=== Begin Enclosure ===

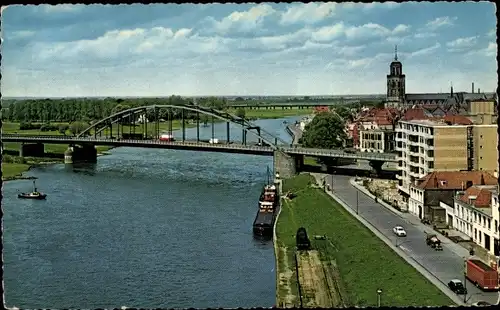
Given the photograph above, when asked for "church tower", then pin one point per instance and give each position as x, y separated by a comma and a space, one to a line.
395, 83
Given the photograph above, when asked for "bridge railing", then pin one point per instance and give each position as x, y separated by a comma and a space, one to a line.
70, 139
289, 150
340, 153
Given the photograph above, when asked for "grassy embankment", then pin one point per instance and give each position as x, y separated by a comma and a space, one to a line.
14, 169
365, 262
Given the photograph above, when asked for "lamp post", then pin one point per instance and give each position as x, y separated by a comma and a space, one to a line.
357, 201
379, 294
465, 280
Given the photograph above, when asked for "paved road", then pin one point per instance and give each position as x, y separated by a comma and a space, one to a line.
445, 265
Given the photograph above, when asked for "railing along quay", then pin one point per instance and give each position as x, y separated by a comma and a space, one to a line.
256, 148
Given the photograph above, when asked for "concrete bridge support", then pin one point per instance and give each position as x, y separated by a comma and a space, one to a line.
376, 166
287, 165
80, 153
32, 150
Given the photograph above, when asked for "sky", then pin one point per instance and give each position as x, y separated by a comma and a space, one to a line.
245, 49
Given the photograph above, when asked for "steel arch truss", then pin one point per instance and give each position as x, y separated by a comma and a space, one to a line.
131, 115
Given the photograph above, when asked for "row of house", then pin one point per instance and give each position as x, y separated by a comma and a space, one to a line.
447, 151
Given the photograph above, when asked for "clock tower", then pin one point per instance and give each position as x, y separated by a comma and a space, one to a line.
395, 83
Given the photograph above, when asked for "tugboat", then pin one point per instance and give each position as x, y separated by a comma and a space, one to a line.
35, 194
266, 215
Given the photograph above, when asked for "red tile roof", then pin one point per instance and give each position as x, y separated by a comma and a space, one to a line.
455, 180
457, 120
477, 196
415, 113
379, 116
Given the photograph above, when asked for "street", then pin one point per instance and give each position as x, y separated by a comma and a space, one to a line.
445, 265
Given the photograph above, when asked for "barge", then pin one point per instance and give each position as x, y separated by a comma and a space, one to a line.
266, 215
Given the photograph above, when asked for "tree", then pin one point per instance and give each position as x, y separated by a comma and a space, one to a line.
241, 113
204, 119
78, 127
62, 128
325, 131
344, 112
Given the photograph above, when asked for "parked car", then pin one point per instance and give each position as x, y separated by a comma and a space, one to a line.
457, 287
399, 231
481, 304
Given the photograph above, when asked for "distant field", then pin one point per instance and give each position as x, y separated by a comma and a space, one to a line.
274, 113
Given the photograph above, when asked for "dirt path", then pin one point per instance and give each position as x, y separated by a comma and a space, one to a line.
314, 286
285, 277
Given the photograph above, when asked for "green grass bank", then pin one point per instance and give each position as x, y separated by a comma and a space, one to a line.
14, 170
364, 261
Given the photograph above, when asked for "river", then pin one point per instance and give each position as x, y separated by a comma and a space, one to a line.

=== End Enclosure ===

**Work to be completed:** Pictures excluded, quote all the data above exactly.

**Result for this task:**
Given the photograph above, when asked for "church tower", then pin one point per instance and give each position as x, y separated by a comma and a space, one to a line.
395, 83
Given the photograph above, when asked for "bridge railing", then pin one point per instance and give each position as x, y separated by a comma and a space, one to a line.
70, 139
289, 150
340, 153
Given the photograph above, when asked for "grassy embankment", then pin one point per instance and give each position as x, y separated by a comma and a space, one to a line.
14, 169
365, 262
Given the photograph above, when asked for "lamp post", then pin one point per instance and give each position as x, y separated by a comma and a space, one to a line.
357, 201
379, 294
465, 280
Given the photograph above, when asked for "paved road", then pin one point per instance and give each position as x, y separated by a comma and a space, one to a line.
445, 265
Given the photograph above, when asked for "railing along quay", then pin one point per instance and give each position as x, y separated by a comma and a space, one to a line.
256, 148
Given the photograph above, when asked for "concrete bridge support", then pin one point per instance and give each position as x, y separated by a comma and a space, one to a line.
376, 166
287, 165
80, 153
32, 150
Given the photograph above, when asked for "sky", then pin one point per instance and give each position as x, y separated by a comma and a space, one to a line.
245, 49
Given the photograph above, when asked for "steel arch truss", then pin one point per instance and give each position as x, y separated by a comma and a space, one to a line.
131, 115
Given the photograph above, when asked for "row of house", then pin one point per instance and give each position as x, y separated by a comma and a space, one to a line.
447, 151
Given the photograph above, when asked for "clock tower", then pin one point per instance and give each position as x, y separated by a comma and a space, one to a line.
395, 83
Given the photograph above, when asked for "tugboat", then pin one point per instance and give each position as x, y separated by a comma and a space, one to a line.
35, 194
266, 215
Given the photograph above, when asked for "red tile roof", then pin one point per instance and give each position as x, y separated by a comma and a space, one to a line.
455, 180
457, 120
477, 196
415, 113
379, 116
Given the photograph above, when asked for "street", then pin one point per instance and give each position as x, y separated by a comma and a space, one to a line.
445, 265
Given the photograph above, when asked for "barge", then pin one point per instance and give each position as x, y separated by a comma and a space, one to a line.
266, 215
Given the photograph above, when asked for "tree", then pin one point per instance and give each position as x, y separated by a comma and a space, one to a line.
241, 113
204, 119
78, 127
62, 128
325, 131
344, 112
Given the photograph above, when asked for "parked car", then pin one point per instance and give each position as x, y separated by a comma and a space, one to a line.
457, 287
399, 231
481, 304
Given the photograph above, when asked for "distant field", then pin one point per instance and give each position as x, y separated by a comma and a space, one to a line.
274, 113
Given the photograph above, when asked for "dirt path", then pin one point per instance and give each position as x, y separated by a comma and a space, one to a line.
314, 286
285, 277
Given the photograph above, when asked for "green grass bank", then pin one point per instance and give each position as x, y separated by a comma and a space, one to a line.
14, 170
364, 261
Given the photograph above, when asked for "river", then pin one point per instance and give each position as x, y separated by a comma and a space, one to a line.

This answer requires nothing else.